* _PASSAGE TO READ_:
§ §
The number of nodes in your data object is typically automatically inferred, e.g., when node features x are present. In some cases however, a graph may only be given by its edge indices edge_index. PyTorch Geometric then guesses the number of nodes according to edge_index.max().item() + 1, but in case there exists isolated nodes, this number has not to be correct and can therefore result in unexpected batch-wise behavior. Thus, we recommend to set the number of nodes in your data object explicitly via data.num_nodes = .... You will be given a warning that requests you to do so.

pin_memory(*keys)[source]¶: Copies all attributes *keys to pinned memory. If *keys is not given, the conversion is applied to all present attributes.

to(device, *keys, **kwargs)[source]¶: Performs tensor dtype and/or device conversion to all attributes *keys. If *keys is not given, the conversion is applied to all present attributes.

class DataListLoader(dataset, batch_size=1, shuffle=False, **kwargs)[source]¶

Data loader which merges data objects from a torch_geometric.data.dataset to a python list.

Note

This data loader should be used for multi-gpu support via torch_geometric.nn.DataParallel.

Parameters

dataset (Dataset) – The dataset from which to load the data.
batch_size (int, optional) – How many samples per batch to load. (default: 1)
shuffle (bool, optional) – If set to True, the data will be reshuffled at every epoch (default: False)

class DataLoader(dataset, batch_size=1, shuffle=False, follow_batch=[], exclude_keys=[], **kwargs)[source]¶

Data loader which merges data objects from a torch_geometric.data.dataset to a mini-batch.

Parameters

dataset (Dataset) – The dataset from which to load the data.
batch_size (int, optional) – How many samples per batch to load. (default: 1)
shuffle (bool, optional) – If set to True, the data will be reshuffled at every epoch. (default: False)
follow_batch (list or tuple, optional) – Creates assignment batch vectors for each key in the list. (default: [])
exclude_keys (list or tuple, optional) – Will exclude each key in the list. (default: [])
**kwargs (optional) – Additional arguments of torch.utils.data.DataLoader.

class Dataset(root: Optional[str] = None, transform: Optional[Callable] = None, pre_transform: Optional[Callable] = None, pre_filter: Optional[Callable] = None)[source]¶

Dataset base class for creating graph datasets. See here for the accompanying tutorial.
§ §
* _SUPPLIED MATERIAL_:
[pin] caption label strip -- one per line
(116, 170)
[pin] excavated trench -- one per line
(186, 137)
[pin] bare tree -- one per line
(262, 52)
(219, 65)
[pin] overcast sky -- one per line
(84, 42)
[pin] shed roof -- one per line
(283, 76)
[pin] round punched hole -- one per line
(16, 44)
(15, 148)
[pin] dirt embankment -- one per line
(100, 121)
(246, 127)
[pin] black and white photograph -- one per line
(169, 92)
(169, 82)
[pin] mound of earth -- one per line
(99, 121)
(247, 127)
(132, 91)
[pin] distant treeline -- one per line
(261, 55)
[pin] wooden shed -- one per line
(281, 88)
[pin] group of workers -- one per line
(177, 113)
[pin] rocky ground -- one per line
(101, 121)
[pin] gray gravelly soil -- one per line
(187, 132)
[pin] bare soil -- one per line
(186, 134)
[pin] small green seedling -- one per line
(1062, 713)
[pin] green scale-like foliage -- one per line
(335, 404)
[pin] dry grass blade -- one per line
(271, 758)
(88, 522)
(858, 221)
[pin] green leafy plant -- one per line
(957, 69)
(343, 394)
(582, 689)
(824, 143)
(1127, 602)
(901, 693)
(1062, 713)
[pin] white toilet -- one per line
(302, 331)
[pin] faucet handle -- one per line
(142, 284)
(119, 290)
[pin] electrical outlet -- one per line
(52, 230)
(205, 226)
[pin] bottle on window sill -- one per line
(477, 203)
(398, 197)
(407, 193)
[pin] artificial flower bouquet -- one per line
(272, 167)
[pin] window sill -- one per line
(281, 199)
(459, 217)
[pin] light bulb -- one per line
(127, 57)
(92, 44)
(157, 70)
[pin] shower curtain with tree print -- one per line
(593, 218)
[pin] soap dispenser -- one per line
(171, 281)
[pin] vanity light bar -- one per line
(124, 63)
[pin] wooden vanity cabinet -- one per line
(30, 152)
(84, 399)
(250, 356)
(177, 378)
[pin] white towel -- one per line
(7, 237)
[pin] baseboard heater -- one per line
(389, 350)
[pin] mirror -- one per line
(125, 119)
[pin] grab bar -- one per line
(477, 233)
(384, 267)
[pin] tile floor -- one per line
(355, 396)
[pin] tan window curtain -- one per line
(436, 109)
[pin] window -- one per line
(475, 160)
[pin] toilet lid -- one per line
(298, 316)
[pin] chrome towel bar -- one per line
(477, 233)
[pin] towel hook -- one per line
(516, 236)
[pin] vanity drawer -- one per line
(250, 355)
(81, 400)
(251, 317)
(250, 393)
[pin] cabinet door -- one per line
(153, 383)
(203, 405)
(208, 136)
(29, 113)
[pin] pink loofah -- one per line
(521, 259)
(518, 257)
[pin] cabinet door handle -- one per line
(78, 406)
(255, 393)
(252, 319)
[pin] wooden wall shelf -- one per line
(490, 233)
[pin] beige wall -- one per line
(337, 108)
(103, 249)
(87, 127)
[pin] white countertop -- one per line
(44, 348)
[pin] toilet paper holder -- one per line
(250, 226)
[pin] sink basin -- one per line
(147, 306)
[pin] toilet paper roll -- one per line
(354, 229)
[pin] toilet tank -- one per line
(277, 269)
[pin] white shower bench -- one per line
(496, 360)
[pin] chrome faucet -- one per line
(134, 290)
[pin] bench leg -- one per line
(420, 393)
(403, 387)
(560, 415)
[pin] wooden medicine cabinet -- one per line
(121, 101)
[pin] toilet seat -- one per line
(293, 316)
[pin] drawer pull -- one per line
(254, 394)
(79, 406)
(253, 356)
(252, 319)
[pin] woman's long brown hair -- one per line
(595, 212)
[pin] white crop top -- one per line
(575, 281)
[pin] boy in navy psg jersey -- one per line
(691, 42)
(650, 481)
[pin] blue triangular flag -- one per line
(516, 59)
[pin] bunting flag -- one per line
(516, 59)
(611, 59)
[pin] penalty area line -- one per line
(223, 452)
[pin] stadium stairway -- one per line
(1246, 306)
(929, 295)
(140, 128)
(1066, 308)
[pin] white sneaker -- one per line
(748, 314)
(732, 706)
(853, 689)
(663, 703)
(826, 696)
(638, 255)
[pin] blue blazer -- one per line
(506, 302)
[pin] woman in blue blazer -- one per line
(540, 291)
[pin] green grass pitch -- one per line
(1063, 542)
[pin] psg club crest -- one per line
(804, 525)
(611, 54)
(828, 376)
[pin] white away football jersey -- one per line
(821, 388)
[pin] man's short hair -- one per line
§ §
* _TASKS FOR THIS EXERCISE_:
A: Return the stretch of the PyTorch Geometric documentation that runs from "follow_batch (list or" up to and including "exclude each key in the list. (default: [])", copied verbatim.
B: Report each line of the records that contains the string "bare", copying those lines whole. Case counts.

* _ANSWERS PROVIDED_:
A:
follow_batch (list or tuple, optional) – Creates assignment batch vectors for each key in the list. (default: [])
exclude_keys (list or tuple, optional) – Will exclude each key in the list. (default: [])

B:
[pin] bare tree -- one per line
[pin] bare soil -- one per line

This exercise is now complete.